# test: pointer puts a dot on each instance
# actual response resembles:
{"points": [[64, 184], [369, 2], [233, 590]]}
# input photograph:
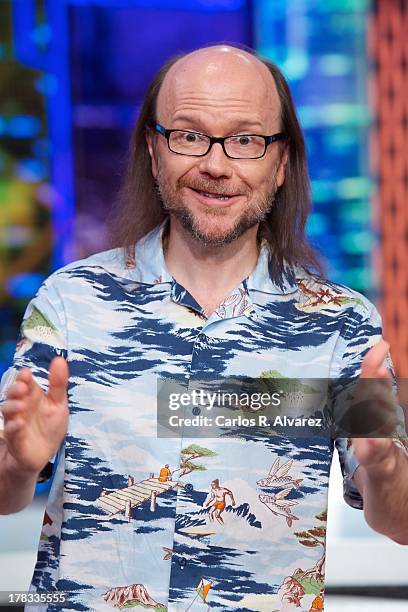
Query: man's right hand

■ ■ ■

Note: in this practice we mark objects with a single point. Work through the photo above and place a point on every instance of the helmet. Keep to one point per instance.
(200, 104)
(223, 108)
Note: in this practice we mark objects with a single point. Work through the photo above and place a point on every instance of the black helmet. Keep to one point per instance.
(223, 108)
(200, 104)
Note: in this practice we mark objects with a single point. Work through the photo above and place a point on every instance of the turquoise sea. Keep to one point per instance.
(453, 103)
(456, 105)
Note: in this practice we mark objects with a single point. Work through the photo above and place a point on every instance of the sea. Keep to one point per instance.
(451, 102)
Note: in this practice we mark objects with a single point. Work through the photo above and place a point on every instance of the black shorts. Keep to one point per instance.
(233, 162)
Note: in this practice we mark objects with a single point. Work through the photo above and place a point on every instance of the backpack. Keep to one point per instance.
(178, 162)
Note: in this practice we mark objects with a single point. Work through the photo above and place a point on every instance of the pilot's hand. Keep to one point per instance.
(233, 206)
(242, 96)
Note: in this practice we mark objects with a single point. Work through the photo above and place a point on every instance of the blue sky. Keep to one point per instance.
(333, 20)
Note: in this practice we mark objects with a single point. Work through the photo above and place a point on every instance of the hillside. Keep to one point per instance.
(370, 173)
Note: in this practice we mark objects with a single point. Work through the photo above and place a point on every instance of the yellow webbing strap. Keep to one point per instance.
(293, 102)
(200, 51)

■ ■ ■

[Stated goal]:
Copy the rows word for word, covering everything from the line with "# test: pointer puts a dot on each instance" down to the line with "Query: man's right hand", both included. Leave the picture out of your copy.

[Problem solution]:
# test: pointer puts a dot on each instance
# actual response resembles:
{"points": [[64, 184], [369, 2], [233, 590]]}
# input photograph:
Query: man's right hand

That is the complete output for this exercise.